Task statement
Produce an exact copy of all the records.

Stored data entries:

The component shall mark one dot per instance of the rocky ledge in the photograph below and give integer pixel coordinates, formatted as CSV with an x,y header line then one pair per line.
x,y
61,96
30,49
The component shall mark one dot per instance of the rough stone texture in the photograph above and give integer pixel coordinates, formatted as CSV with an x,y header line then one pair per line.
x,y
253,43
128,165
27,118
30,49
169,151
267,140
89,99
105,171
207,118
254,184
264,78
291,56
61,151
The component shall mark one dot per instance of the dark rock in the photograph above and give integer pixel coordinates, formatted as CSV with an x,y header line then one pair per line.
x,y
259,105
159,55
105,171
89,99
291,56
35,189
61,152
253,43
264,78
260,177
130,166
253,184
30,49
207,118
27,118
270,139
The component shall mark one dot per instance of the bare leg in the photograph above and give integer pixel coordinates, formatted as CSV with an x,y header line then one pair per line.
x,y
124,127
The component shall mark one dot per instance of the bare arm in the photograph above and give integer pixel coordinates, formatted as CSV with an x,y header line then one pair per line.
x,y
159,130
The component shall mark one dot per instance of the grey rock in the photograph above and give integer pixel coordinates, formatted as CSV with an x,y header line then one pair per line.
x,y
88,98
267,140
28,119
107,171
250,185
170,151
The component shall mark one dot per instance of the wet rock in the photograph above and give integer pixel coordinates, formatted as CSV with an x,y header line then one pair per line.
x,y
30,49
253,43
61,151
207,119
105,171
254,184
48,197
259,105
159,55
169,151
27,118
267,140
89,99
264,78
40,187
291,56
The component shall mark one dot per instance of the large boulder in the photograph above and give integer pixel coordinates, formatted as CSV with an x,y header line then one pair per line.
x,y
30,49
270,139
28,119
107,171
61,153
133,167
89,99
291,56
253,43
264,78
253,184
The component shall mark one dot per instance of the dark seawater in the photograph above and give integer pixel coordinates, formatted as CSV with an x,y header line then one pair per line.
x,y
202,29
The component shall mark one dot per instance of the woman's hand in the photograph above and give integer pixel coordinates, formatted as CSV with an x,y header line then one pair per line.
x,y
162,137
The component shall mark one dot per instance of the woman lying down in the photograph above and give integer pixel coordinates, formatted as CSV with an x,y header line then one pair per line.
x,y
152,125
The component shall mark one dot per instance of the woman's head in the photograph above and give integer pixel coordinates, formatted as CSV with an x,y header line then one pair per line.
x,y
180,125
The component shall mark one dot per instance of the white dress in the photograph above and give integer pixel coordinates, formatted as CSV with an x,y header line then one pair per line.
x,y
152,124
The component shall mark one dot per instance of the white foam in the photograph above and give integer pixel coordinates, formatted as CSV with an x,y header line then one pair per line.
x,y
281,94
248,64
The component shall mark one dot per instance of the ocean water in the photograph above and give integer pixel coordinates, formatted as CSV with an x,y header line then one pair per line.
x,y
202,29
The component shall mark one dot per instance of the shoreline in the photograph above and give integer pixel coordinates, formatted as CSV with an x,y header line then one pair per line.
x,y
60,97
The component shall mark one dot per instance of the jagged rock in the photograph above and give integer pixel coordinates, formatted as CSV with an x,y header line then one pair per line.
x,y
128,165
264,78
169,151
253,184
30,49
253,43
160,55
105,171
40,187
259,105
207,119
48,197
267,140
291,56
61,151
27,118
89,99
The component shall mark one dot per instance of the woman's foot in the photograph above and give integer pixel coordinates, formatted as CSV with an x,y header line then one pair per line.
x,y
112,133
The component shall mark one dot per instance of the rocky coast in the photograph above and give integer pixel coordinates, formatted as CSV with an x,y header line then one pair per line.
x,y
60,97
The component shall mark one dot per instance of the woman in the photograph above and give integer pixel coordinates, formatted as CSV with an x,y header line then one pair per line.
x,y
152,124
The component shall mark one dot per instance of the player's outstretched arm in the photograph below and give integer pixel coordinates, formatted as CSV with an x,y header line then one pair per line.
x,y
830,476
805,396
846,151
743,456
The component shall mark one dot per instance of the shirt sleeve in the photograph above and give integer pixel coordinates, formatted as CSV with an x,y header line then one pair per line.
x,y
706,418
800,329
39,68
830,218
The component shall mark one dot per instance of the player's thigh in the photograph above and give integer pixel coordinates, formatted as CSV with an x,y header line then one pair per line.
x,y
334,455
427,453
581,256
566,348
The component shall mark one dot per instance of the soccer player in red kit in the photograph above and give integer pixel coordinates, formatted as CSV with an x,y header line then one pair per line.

Result for this task
The component shall mark one dot per instance of the rocky ledge in the photograph below and give integer pixel coordinates, formatted as CSV with an x,y header line then one pair per line.
x,y
61,96
30,49
The component shall mark one dot per instance of the rough stone texture in the photograph above and give integer pixel coordinates, formatted as CSV with an x,y header line then one pair per line.
x,y
253,43
128,165
27,118
30,49
169,151
267,140
89,99
105,171
207,118
254,184
264,78
291,56
61,151
The component shall mark one dot per instance of the dark rock in the photograph above and give integer pixel coordinates, formatted as CSV with an x,y header line then one pair per line.
x,y
259,105
159,55
105,171
89,99
291,56
35,189
61,152
253,43
264,78
260,177
130,166
253,184
30,49
207,118
27,118
270,139
The component shall mark one dot per instance of the bare leg in the photograph above and give integer pixel coordinates, formatted as CSV with an x,y header line then one pair per line.
x,y
124,127
The component shall mark one dot per instance of the bare arm in the photograph above and give integer pixel coordinates, formatted as CSV with an x,y header line then one pair per line.
x,y
159,130
The component shall mark one dot per instance of the grey rock in the photograph above and give integer pixel coordinates, formatted as CSV with an x,y header line then one pair per line.
x,y
88,98
267,140
28,119
107,171
250,185
170,151
The component shall mark one dot per instance of the wet rock in the photograph above and give integer pixel coordinates, formatted as CSV with an x,y header line then one pair per line.
x,y
30,49
253,43
61,151
207,119
105,171
254,184
48,197
259,105
159,55
169,151
27,118
267,140
89,99
264,78
40,187
291,56
The component shall mark one dot per instance of the large boulder in the photograph above and give integer pixel coordinates, formatted as CSV with an x,y header line then one pair per line.
x,y
30,49
270,139
28,119
107,171
61,153
133,167
89,99
291,56
253,43
264,78
253,184
The component shall mark one dot per instance of the dark seawater in the photograph above and give integer pixel coordinates, formatted as CSV with an x,y header line then one pair per line.
x,y
202,29
The component shall mark one dot per instance of the woman's hand in the photograph above and give integer pixel coordinates, formatted as CSV with an x,y header line then one pair per line.
x,y
162,137
The component shall mark one dot per instance of the woman lying down in the photograph above and give integer pixel coordinates, formatted as CSV with an x,y header line then one pair per line.
x,y
152,125
The component shall mark one dot per instance of the woman's head in the photograph above and give integer pixel coordinates, formatted as CSV with an x,y header line then one pair per line.
x,y
180,125
The component shall mark one dot per instance of the white dress in the photograph above and give integer pixel coordinates, formatted as CSV with an x,y header line then one pair per line.
x,y
152,124
The component shall mark one dot per instance of the white foam in the photograph above and give integer pixel coordinates, formatted as CSV with an x,y header line then one pair per line.
x,y
281,94
248,64
The component shall mark one dot per instance of the ocean water in the photograph above and give integer pixel coordinates, formatted as CSV with an x,y header line then one pair per line.
x,y
202,29
The component shall mark one dot per instance of the shoreline in the photograph above and give integer pixel coordinates, formatted as CSV with an x,y header line then one pair per line.
x,y
60,97
The component shall mark one dot per instance of the jagged rock in the photograph above and give integer pixel coordinates, formatted as CSV with an x,y header line then one pair per line.
x,y
128,165
264,78
169,151
253,184
30,49
253,43
160,55
105,171
40,187
259,105
207,119
48,197
267,140
291,56
61,151
27,118
89,99
The component shall mark one dot per instance of the woman's foot in the photograph above and give integer pixel coordinates, formatted as CSV with an x,y header line then one pair per line.
x,y
112,133
The component shall mark one dot per instance of the rocky coast in the photograph above and give integer pixel coordinates, formatted as CSV with an x,y header line then one pair per line.
x,y
60,97
The component shall mark one dot per instance of the woman in the photograph above and give integer pixel coordinates, formatted as CSV with an x,y header line then one pair per line.
x,y
152,124
The component shall mark one dot per instance of the player's outstretched arm in the photograph below and give integer pixel coordinates, formatted as CSV with an x,y header line then one pair per line.
x,y
830,476
805,396
846,151
743,456
The component shall mark one dot per instance of the shirt sleeve in the photograph above and give integer pixel coordinates, formatted as CSV with an x,y header line then one pair per line.
x,y
706,418
800,329
39,68
830,218
The component shall mark one dot per instance of the player's thigh in the photograph above and give integer pixel coordinates, formatted as CSV with an x,y header line then one pair per line.
x,y
334,455
427,453
581,256
566,348
The component shall mark one dot per instance of the soccer player in red kit in the photograph above and give integer pixel coordinates, formatted as CSV with an x,y header line then one pair per line.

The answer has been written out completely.